Passage given:
Influencing: the qualification that equips you for every job

Last week I took to the ‘Gram to let loose on ‘Influencers’. This was prompted after seeing an interview on ITV’s This Morning show with ‘Fitness Influencer’ Sheridan Mordew, who fled Tier 4 by escaping to Dubai for her ‘essential work’, also known by most of us as ‘a holiday’.

Before we get into it, let’s begin by defining this title. ‘Influencers’ is a vague concept which is as straightforward as it sounds; it refers to anyone who has influence over others. If it was this simple, we’d all be influencers, because to some extent we all at some stages in our lives exert influence over others. In society however, ‘influencers’ is almost exclusively associated with social media. I am unclear on all the requirements needed in order to be considered an influencer, but from my research I have gathered that such individuals must have lots of money for doing absolutely nothing, must have at least submitted an application to be on Love Island even if not chosen to appear on the show and must be at least a little bit self-obsessed. Oh, and have a ton of adoring fans following their expensive holidays and daily freebies sent to their door.

Written request 1: Gather every line of the listing below that contains the word "blue".

(Saved data entries)
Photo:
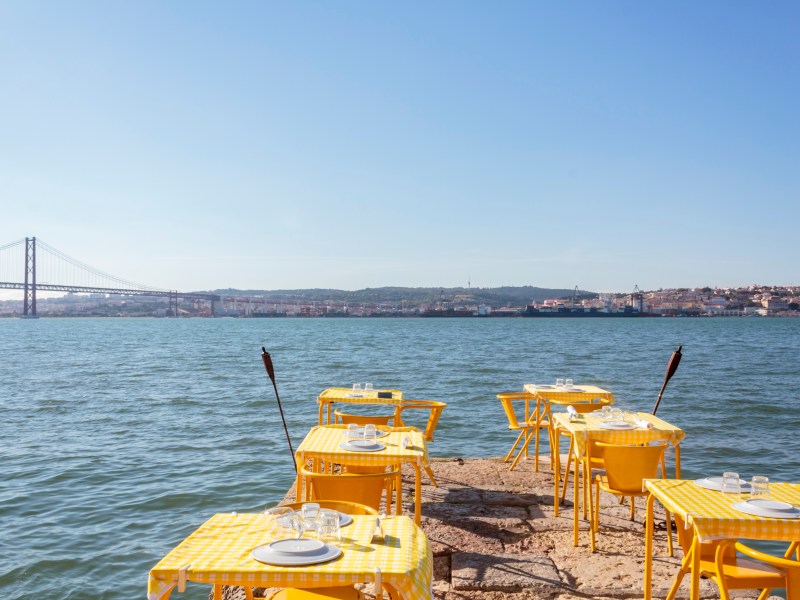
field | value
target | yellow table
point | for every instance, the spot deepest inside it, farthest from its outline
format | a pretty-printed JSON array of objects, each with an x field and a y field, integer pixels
[
  {"x": 713, "y": 518},
  {"x": 345, "y": 395},
  {"x": 548, "y": 395},
  {"x": 587, "y": 426},
  {"x": 219, "y": 553},
  {"x": 322, "y": 444}
]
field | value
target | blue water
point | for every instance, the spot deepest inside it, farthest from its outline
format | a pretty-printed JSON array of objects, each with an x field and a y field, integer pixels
[{"x": 120, "y": 436}]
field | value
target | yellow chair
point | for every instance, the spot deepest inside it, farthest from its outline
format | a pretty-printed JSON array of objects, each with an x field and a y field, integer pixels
[
  {"x": 348, "y": 508},
  {"x": 347, "y": 418},
  {"x": 435, "y": 411},
  {"x": 555, "y": 439},
  {"x": 362, "y": 488},
  {"x": 720, "y": 563},
  {"x": 532, "y": 423},
  {"x": 625, "y": 469},
  {"x": 328, "y": 593}
]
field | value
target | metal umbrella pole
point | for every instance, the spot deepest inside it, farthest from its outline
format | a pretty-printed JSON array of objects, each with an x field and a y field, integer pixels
[
  {"x": 672, "y": 366},
  {"x": 271, "y": 372}
]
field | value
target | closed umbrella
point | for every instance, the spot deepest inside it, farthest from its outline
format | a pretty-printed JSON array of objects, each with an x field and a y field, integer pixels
[
  {"x": 271, "y": 372},
  {"x": 672, "y": 366}
]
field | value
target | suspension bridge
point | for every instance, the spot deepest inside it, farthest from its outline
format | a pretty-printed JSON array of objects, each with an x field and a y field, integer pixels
[{"x": 33, "y": 266}]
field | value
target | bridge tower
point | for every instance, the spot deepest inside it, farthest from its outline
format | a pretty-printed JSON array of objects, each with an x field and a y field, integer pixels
[{"x": 29, "y": 294}]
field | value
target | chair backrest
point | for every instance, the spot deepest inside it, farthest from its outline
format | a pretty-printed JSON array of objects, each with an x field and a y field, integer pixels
[
  {"x": 348, "y": 508},
  {"x": 626, "y": 466},
  {"x": 507, "y": 399},
  {"x": 587, "y": 406},
  {"x": 433, "y": 406},
  {"x": 347, "y": 418},
  {"x": 363, "y": 488}
]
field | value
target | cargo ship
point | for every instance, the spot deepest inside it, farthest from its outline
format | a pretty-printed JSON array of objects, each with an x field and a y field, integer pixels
[{"x": 580, "y": 312}]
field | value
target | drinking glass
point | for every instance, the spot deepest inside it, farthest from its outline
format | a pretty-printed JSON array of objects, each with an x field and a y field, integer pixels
[
  {"x": 370, "y": 433},
  {"x": 759, "y": 487},
  {"x": 730, "y": 483},
  {"x": 351, "y": 433},
  {"x": 309, "y": 512},
  {"x": 277, "y": 521},
  {"x": 328, "y": 526}
]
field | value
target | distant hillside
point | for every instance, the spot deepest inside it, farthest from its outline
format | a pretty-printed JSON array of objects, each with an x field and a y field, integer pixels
[{"x": 501, "y": 296}]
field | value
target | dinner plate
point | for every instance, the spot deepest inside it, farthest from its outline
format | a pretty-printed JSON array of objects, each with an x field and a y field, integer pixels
[
  {"x": 360, "y": 446},
  {"x": 378, "y": 432},
  {"x": 617, "y": 425},
  {"x": 344, "y": 521},
  {"x": 312, "y": 554},
  {"x": 768, "y": 508},
  {"x": 715, "y": 483}
]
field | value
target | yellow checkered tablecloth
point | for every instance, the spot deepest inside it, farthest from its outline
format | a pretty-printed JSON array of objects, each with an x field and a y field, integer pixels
[
  {"x": 713, "y": 516},
  {"x": 346, "y": 395},
  {"x": 323, "y": 442},
  {"x": 561, "y": 395},
  {"x": 587, "y": 426},
  {"x": 219, "y": 552}
]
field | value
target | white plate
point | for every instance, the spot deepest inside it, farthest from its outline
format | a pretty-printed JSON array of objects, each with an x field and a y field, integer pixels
[
  {"x": 756, "y": 506},
  {"x": 617, "y": 425},
  {"x": 344, "y": 521},
  {"x": 360, "y": 446},
  {"x": 378, "y": 432},
  {"x": 323, "y": 553},
  {"x": 715, "y": 483}
]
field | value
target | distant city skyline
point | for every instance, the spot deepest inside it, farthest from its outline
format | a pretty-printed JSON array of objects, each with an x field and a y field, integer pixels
[{"x": 609, "y": 145}]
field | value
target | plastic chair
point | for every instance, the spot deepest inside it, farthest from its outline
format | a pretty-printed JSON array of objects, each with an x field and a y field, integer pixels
[
  {"x": 433, "y": 406},
  {"x": 347, "y": 418},
  {"x": 720, "y": 563},
  {"x": 435, "y": 411},
  {"x": 532, "y": 424},
  {"x": 625, "y": 469},
  {"x": 362, "y": 488},
  {"x": 581, "y": 408},
  {"x": 348, "y": 508}
]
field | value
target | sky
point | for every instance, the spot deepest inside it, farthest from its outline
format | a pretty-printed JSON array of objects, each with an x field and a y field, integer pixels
[{"x": 277, "y": 145}]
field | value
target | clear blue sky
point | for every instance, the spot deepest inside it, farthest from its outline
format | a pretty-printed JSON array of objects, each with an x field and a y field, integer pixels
[{"x": 198, "y": 145}]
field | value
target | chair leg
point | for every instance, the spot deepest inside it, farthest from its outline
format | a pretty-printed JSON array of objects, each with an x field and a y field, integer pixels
[
  {"x": 520, "y": 454},
  {"x": 514, "y": 447},
  {"x": 566, "y": 472},
  {"x": 669, "y": 533}
]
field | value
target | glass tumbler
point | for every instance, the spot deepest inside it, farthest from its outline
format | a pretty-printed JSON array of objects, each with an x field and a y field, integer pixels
[
  {"x": 351, "y": 433},
  {"x": 328, "y": 530},
  {"x": 731, "y": 483},
  {"x": 370, "y": 433},
  {"x": 759, "y": 487}
]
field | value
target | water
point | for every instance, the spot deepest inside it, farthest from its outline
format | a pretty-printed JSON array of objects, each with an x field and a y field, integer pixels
[{"x": 121, "y": 436}]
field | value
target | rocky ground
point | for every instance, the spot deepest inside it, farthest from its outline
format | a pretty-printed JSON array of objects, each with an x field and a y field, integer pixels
[{"x": 494, "y": 537}]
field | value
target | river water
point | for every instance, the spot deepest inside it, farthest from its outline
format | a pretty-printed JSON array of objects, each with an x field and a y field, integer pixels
[{"x": 121, "y": 436}]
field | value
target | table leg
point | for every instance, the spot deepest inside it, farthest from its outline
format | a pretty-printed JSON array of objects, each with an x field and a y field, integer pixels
[
  {"x": 417, "y": 496},
  {"x": 695, "y": 589},
  {"x": 648, "y": 549},
  {"x": 556, "y": 466},
  {"x": 575, "y": 501}
]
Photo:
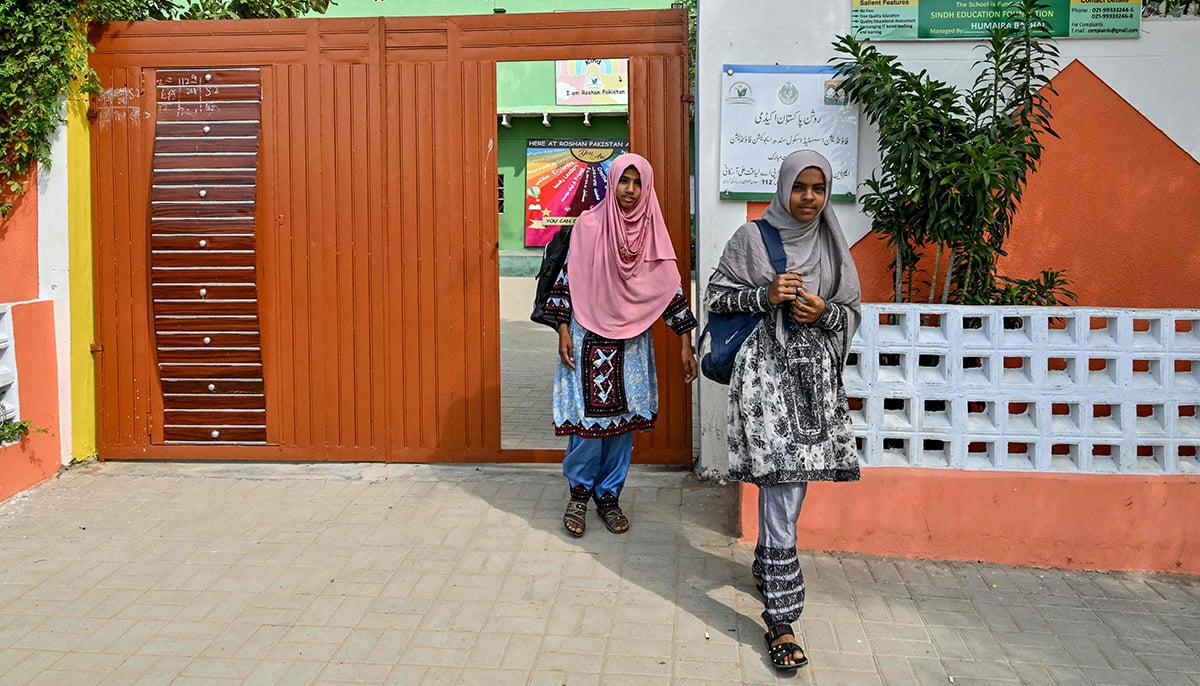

Written request 2: From the post on influencers above, extract the passage starting with "Before we get" and going on through "to their door.".

Task response 1:
target | blue water
target | clear blue sky

Task response 2:
Before we get into it, let’s begin by defining this title. ‘Influencers’ is a vague concept which is as straightforward as it sounds; it refers to anyone who has influence over others. If it was this simple, we’d all be influencers, because to some extent we all at some stages in our lives exert influence over others. In society however, ‘influencers’ is almost exclusively associated with social media. I am unclear on all the requirements needed in order to be considered an influencer, but from my research I have gathered that such individuals must have lots of money for doing absolutely nothing, must have at least submitted an application to be on Love Island even if not chosen to appear on the show and must be at least a little bit self-obsessed. Oh, and have a ton of adoring fans following their expensive holidays and daily freebies sent to their door.